**Task statement**
Copy the entries below word for word, leaving out the pictures.

## begin Supplied records

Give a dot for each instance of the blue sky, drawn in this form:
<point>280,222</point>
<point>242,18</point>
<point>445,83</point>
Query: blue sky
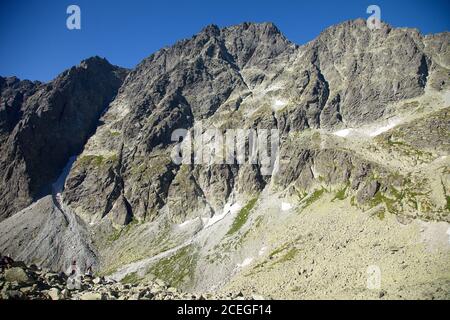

## end Supplied records

**Result for this task**
Give a dot for each instance of the blue sky, drawn in this form:
<point>280,222</point>
<point>242,18</point>
<point>445,83</point>
Query: blue sky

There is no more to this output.